* _What is required_:
The output should consist solely of the lines running from the one that contains "in water, placing a dot on each." through the end of the records below, copied exactly.

* _Material supplied_:
───
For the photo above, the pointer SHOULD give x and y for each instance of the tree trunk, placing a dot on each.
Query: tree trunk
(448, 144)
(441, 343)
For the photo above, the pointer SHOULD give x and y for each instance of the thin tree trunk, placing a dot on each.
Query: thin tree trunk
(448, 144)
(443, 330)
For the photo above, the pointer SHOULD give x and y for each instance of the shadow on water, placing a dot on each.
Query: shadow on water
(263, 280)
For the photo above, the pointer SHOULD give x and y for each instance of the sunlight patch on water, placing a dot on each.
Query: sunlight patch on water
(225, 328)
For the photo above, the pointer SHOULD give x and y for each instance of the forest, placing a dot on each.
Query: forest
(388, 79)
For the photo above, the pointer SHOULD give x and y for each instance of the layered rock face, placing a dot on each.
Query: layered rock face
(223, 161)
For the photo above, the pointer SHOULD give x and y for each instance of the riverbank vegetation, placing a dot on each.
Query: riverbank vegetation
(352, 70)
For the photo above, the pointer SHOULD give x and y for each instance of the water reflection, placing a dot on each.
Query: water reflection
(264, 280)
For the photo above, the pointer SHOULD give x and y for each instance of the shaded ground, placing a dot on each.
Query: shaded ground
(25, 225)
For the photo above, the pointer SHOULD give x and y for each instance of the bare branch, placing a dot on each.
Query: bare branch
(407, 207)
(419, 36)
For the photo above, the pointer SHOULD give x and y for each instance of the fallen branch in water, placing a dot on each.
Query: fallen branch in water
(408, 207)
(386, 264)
───
* _Response_:
For the photo above, the pointer SHOULD give x and y for each instance of the fallen branch in water, placing a dot on each.
Query: fallen branch in water
(408, 207)
(386, 264)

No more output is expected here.